Start of Input for this task

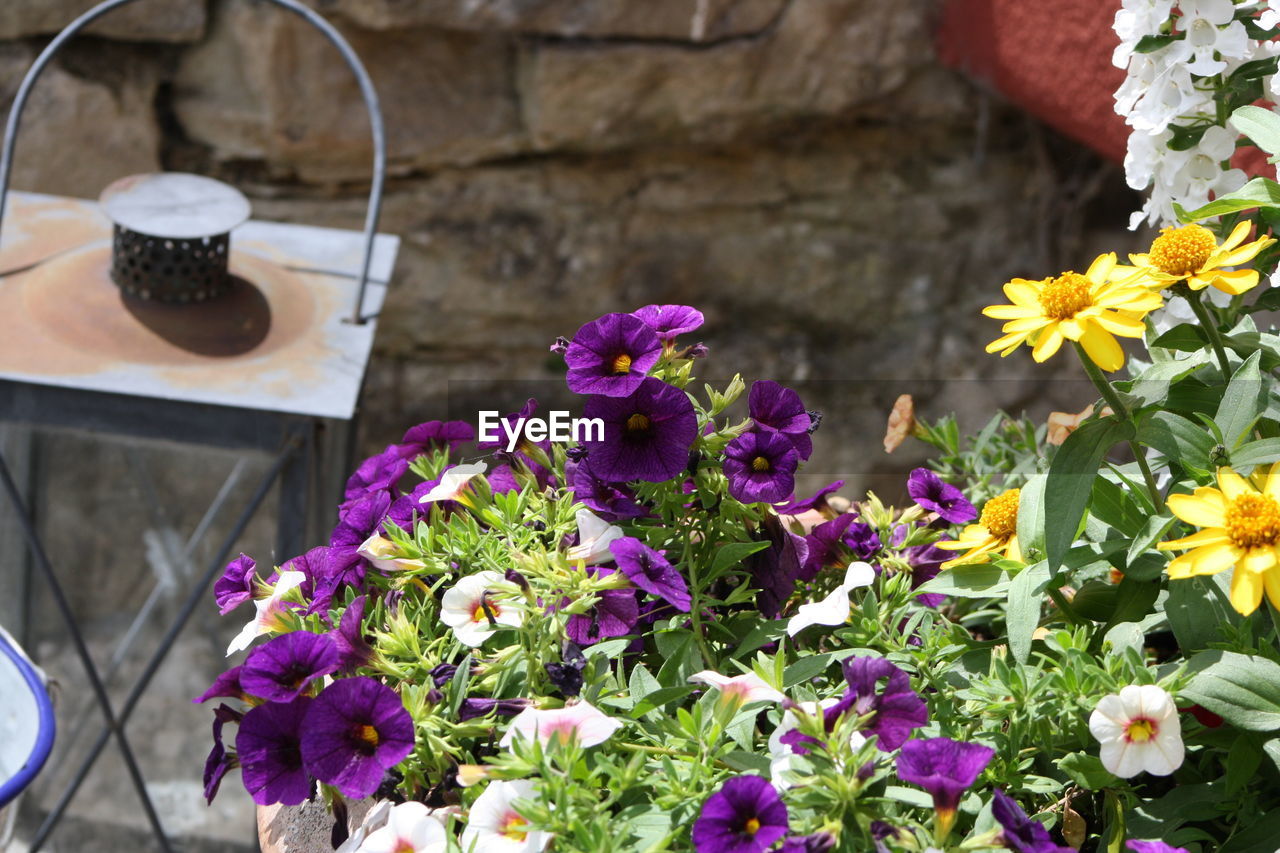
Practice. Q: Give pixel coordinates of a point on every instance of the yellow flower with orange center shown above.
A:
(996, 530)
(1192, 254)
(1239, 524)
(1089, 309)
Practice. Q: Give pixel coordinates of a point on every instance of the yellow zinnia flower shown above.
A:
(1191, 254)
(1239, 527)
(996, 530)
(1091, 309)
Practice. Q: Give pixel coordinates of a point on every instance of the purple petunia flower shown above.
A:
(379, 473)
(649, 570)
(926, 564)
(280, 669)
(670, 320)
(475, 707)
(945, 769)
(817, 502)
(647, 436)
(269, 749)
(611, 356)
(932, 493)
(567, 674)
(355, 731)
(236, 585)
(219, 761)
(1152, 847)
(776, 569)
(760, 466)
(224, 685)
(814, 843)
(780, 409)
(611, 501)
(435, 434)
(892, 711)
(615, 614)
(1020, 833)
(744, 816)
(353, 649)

End of Input for this task
Start of Input for this task

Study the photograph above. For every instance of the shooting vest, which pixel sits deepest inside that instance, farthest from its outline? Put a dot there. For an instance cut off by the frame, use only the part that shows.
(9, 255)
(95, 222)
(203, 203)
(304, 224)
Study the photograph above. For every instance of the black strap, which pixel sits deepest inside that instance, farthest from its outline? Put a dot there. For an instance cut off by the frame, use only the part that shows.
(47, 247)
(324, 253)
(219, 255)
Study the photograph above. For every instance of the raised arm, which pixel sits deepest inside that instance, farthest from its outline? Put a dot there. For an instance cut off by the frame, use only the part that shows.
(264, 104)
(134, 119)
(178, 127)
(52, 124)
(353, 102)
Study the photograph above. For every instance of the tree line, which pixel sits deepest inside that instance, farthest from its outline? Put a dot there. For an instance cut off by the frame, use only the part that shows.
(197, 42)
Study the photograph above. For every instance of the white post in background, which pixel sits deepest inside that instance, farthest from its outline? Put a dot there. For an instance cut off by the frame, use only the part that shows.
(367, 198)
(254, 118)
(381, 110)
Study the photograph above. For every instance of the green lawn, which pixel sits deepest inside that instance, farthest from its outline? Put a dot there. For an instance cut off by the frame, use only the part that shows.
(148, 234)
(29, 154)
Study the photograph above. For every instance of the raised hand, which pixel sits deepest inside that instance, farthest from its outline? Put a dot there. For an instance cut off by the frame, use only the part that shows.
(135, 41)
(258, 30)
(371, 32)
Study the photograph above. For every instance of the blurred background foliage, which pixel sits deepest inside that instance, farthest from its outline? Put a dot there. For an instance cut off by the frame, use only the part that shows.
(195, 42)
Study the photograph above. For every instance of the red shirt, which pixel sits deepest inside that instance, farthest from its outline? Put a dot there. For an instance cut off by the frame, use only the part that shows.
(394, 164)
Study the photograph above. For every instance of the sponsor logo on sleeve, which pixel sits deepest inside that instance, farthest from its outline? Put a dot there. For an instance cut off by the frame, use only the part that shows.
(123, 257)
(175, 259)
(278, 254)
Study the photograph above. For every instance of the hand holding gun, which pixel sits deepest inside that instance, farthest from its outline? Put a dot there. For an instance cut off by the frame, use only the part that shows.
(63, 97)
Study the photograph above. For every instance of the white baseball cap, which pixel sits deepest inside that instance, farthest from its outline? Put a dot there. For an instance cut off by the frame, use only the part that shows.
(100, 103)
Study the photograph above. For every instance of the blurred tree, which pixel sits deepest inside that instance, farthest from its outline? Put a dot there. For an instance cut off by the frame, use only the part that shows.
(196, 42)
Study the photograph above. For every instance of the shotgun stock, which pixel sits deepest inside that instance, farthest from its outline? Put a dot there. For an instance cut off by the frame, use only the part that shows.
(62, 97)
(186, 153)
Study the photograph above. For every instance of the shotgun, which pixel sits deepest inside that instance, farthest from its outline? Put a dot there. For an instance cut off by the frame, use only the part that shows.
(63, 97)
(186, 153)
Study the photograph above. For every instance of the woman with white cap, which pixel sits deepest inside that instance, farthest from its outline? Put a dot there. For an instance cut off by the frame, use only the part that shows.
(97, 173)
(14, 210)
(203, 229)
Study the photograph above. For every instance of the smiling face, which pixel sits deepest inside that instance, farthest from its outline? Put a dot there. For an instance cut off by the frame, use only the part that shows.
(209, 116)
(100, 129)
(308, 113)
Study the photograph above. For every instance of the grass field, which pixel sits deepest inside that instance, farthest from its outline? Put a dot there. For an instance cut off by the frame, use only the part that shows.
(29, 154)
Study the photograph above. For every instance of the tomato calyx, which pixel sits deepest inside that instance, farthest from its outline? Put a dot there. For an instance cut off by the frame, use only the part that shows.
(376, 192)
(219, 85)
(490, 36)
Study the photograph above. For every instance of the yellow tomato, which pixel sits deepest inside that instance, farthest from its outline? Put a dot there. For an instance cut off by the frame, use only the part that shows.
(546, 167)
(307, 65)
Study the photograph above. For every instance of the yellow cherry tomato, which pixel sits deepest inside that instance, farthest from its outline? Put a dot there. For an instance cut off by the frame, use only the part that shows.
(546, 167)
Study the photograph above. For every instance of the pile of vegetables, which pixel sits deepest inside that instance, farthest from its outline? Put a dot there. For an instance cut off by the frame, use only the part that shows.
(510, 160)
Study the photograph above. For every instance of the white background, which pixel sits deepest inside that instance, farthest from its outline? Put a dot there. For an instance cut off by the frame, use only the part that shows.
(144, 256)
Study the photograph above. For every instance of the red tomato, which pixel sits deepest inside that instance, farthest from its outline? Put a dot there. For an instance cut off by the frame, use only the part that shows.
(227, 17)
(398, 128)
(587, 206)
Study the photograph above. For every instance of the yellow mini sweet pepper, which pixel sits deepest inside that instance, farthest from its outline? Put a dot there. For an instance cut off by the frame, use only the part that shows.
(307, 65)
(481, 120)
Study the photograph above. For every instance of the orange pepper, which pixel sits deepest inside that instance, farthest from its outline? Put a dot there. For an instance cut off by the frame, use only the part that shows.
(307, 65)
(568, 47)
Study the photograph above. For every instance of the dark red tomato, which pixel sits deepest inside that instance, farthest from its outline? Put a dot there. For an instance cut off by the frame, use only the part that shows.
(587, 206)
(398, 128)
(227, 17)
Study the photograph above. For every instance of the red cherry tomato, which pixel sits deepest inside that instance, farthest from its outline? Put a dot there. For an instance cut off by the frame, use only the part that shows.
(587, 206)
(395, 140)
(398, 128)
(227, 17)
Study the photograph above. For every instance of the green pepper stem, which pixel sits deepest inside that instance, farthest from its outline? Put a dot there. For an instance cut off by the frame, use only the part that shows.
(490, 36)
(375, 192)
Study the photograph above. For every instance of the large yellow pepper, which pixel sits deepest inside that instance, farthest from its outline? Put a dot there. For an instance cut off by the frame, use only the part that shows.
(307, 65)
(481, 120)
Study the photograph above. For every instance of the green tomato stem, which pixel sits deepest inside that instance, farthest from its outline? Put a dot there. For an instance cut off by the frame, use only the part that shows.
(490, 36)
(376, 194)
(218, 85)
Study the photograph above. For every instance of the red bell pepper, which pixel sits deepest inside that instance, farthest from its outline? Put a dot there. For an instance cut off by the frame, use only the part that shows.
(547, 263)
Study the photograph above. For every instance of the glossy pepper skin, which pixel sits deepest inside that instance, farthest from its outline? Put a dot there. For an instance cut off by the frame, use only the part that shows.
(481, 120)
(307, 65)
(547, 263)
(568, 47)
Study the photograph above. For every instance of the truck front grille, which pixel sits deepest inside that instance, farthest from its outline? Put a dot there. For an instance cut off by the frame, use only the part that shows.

End of Input for this task
Start of Input for this task

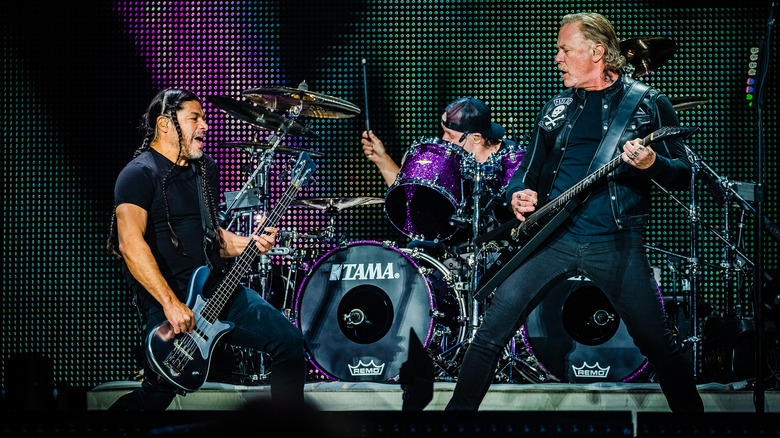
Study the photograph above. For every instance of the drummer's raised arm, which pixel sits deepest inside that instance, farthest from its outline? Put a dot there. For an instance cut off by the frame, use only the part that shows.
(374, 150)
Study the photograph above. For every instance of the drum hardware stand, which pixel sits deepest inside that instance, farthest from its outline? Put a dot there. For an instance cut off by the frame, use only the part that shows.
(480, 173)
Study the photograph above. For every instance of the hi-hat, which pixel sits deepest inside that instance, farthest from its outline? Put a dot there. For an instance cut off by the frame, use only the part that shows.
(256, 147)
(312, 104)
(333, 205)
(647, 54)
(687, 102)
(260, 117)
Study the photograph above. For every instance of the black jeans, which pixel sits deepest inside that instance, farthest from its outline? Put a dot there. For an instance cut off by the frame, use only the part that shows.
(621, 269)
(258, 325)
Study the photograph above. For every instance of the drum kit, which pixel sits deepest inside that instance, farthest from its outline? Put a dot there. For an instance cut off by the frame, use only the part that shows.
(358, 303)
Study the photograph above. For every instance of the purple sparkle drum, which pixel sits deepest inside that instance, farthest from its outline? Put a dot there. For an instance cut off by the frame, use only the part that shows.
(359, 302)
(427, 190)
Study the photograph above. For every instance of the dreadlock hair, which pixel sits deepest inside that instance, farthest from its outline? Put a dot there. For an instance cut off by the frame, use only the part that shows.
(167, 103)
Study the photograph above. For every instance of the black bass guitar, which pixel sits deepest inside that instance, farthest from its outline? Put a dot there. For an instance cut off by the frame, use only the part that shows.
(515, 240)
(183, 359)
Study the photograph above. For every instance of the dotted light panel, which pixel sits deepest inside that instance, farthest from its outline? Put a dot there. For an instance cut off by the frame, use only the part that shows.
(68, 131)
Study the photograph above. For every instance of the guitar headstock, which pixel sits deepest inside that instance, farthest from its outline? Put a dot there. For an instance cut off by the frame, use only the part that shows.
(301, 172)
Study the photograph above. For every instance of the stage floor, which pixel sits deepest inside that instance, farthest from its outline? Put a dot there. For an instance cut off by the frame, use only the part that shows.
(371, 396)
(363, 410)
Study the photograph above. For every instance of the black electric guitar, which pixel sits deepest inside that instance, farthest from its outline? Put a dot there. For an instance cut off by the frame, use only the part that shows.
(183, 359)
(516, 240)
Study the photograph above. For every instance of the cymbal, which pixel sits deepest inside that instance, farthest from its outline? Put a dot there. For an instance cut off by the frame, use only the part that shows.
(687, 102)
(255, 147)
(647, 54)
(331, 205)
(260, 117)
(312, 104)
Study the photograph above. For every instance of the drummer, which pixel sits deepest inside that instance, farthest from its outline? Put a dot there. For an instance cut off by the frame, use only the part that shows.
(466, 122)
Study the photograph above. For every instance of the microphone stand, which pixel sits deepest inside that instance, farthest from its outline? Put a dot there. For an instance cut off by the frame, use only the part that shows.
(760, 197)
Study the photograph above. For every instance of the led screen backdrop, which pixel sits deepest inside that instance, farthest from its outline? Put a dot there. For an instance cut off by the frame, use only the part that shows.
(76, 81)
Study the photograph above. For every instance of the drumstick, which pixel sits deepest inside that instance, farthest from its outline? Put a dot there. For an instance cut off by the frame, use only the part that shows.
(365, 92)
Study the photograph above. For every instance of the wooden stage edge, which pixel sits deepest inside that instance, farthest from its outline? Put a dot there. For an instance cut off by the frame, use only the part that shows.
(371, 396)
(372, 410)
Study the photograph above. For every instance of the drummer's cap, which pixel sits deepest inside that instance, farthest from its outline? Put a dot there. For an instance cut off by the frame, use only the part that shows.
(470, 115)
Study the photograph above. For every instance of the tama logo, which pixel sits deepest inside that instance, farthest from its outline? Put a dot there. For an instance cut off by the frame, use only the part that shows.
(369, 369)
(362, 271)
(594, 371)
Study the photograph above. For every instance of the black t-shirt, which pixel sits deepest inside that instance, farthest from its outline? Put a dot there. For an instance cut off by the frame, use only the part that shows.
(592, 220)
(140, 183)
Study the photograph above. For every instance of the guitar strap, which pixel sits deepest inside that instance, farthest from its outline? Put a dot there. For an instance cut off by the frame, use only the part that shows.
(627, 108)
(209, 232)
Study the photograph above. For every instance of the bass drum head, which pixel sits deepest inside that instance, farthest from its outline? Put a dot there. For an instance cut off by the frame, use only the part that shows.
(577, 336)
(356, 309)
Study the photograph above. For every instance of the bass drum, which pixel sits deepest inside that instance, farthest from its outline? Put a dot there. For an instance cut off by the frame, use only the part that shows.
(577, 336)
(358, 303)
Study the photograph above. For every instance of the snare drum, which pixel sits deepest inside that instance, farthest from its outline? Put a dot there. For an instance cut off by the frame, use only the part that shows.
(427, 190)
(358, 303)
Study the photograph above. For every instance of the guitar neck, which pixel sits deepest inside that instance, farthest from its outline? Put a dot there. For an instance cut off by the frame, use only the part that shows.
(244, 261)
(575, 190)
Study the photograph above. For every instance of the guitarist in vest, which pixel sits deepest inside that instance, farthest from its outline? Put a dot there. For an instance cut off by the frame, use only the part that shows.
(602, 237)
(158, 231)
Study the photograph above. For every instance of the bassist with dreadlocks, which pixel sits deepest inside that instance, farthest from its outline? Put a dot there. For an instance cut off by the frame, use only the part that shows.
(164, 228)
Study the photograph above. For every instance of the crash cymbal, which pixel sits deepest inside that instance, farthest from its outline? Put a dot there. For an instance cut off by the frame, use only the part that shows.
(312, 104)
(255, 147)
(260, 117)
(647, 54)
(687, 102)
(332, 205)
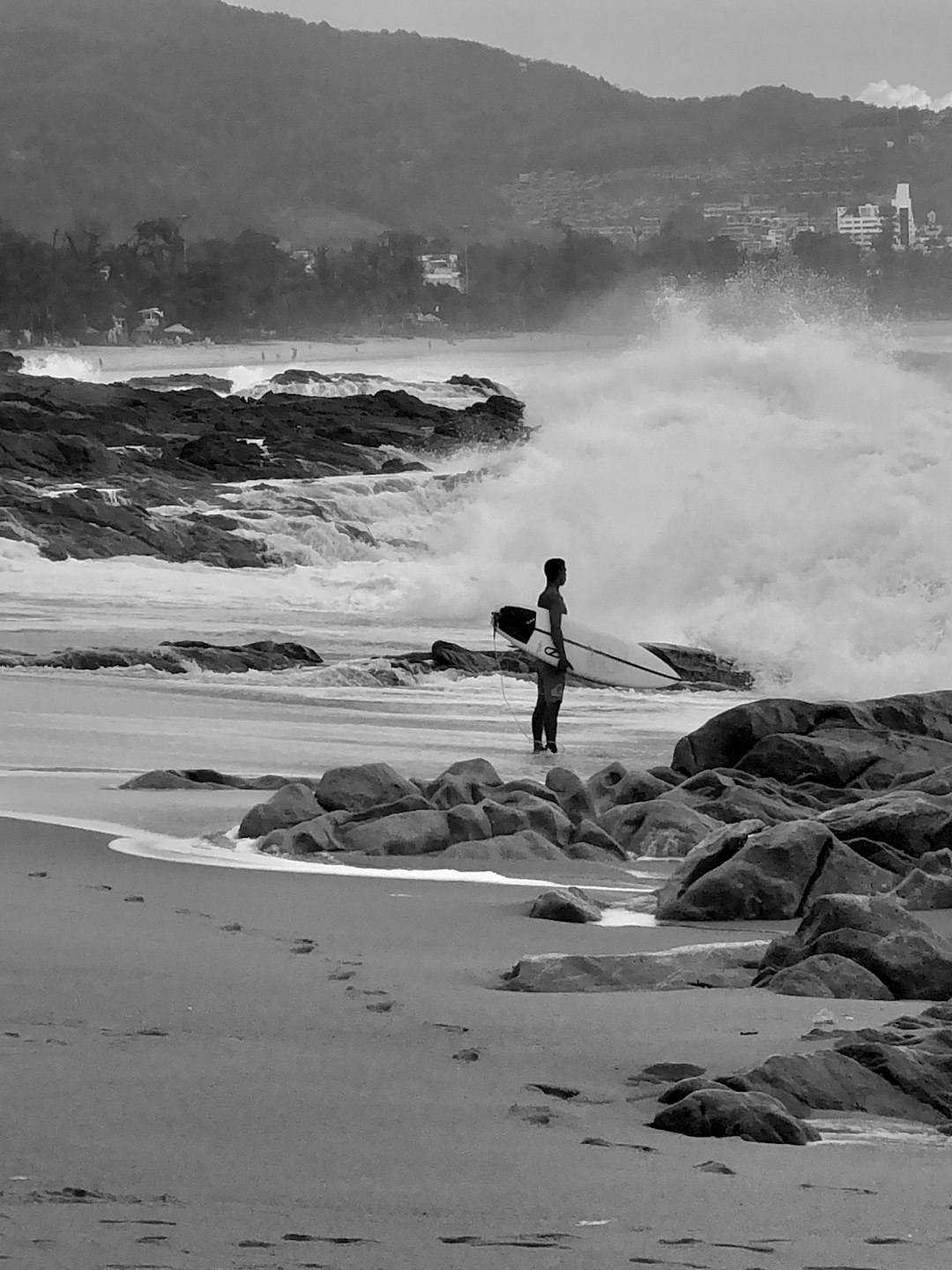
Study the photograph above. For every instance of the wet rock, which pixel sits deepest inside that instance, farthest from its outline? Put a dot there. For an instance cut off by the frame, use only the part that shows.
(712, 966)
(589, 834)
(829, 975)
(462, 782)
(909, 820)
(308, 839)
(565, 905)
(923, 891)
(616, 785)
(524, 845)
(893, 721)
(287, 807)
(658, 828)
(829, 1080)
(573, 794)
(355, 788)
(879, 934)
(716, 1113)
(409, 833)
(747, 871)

End of Input for this task

Using the entries above, give again exactly the lines from the line holding "center shown above." through the line holding "petunia flower shown above.". Include both end lines and nothing else.

Practice. Q: Give pixel coordinates of a point on every instance of the yellow flower with orange center shown above.
A:
(996, 530)
(1192, 254)
(1239, 524)
(1089, 309)
Practice. Q: Give pixel coordinates of a point on every instance of the yellow zinnia flower shown above.
A:
(1191, 254)
(1239, 527)
(996, 530)
(1091, 309)
Practice. Q: Give pixel coordinates of a point on every instance of the purple petunia flower shown above.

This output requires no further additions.